> _GIVEN PROBLEM_:
Convert every line of the data below into a Markdown table with the columns Row and Line. Put a row number in Row and the line itself in Line, and skip any blank lines.

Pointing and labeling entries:
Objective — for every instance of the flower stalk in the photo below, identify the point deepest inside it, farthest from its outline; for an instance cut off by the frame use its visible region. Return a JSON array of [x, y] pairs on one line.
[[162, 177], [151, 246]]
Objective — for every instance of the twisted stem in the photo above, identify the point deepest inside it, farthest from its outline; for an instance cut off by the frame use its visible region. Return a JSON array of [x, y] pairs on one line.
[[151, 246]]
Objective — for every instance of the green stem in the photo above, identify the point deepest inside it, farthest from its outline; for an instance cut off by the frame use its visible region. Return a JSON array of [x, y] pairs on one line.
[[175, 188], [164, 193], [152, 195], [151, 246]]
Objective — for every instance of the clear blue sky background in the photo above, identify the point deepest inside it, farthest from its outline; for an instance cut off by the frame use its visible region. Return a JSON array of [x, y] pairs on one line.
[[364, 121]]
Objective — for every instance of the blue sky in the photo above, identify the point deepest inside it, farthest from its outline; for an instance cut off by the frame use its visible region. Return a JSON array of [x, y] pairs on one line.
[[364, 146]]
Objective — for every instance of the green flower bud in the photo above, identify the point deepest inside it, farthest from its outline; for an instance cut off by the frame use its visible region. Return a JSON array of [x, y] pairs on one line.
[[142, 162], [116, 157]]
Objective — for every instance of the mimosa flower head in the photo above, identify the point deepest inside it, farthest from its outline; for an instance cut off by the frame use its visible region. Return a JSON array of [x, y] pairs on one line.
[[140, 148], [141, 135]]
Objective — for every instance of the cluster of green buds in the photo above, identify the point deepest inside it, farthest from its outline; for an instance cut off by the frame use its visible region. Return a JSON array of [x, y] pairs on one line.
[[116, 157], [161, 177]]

> _EXPECTED ANSWER_:
| Row | Line |
|---|---|
| 1 | Objective — for every instance of the flower stalk in the photo below, identify the point deepest inside it, farthest from its outline; for an instance cut off by the frame use its visible region. Return a JSON array of [x, y] pairs on one line. |
| 2 | [[162, 177], [151, 246]] |
| 3 | Objective — for every instance of the twisted stem in the photo above, identify the point deepest inside it, farthest from its outline; for an instance cut off by the frame use its visible region. Return a JSON array of [x, y] pairs on one line. |
| 4 | [[151, 246]] |
| 5 | Objective — for every instance of the green stem in the photo above, identify the point deepest inside it, farthest from its outline; for an instance cut off by the frame use its visible region. Return a JSON array of [x, y] pairs on one line. |
| 6 | [[175, 188], [164, 193], [152, 195], [151, 246]] |
| 7 | Objective — for every instance of the clear blue sky background in the photo above, identify the point deepest inside it, farthest from its outline; for an instance cut off by the frame use its visible region. Return a JSON array of [x, y] pairs on one line. |
| 8 | [[364, 121]] |
| 9 | Objective — for every instance of the blue sky in the photo above, identify the point deepest inside it, farthest from its outline; for an instance cut off by the frame use its visible region. Return a JSON array of [x, y] pairs on one line. |
| 10 | [[364, 146]] |
| 11 | Objective — for every instance of the green flower bud in the photo above, identify the point deepest inside it, farthest from its outline; for an instance cut off by the frame use its visible region. Return a JSON array of [x, y] pairs on one line. |
| 12 | [[142, 162], [116, 157]] |
| 13 | Objective — for every instance of the mimosa flower head in the photo above, identify the point deepest inside it, farthest from its outline; for an instance cut off by the frame use its visible region. Return a JSON array of [x, y] pairs on one line. |
| 14 | [[140, 148], [141, 135]] |
| 15 | Objective — for every instance of the cluster of green buds in the photo above, identify the point deepest inside it, farthest from its outline; for an instance cut off by the frame use its visible region. Return a JSON array of [x, y] pairs on one line. |
| 16 | [[116, 157], [161, 177]] |